# THE PROBLEM:
Reproduce every entry below precisely; do not include the pictures.

(Image point grounding data)
____________________
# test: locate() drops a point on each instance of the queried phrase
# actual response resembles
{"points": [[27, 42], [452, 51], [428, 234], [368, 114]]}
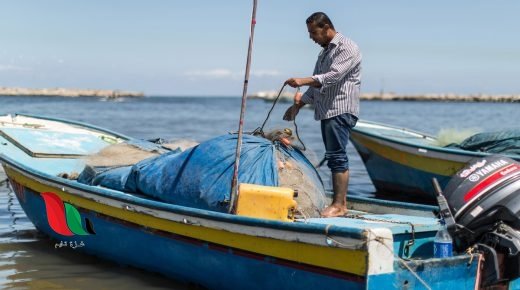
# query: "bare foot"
{"points": [[334, 211]]}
____________________
# RESULT OF THIS EXERCISE:
# test: locate() drops a point on each instance of the queried phrase
# actual response resembles
{"points": [[27, 42], [452, 51], [428, 234], [368, 114]]}
# query: "bare foot"
{"points": [[334, 211]]}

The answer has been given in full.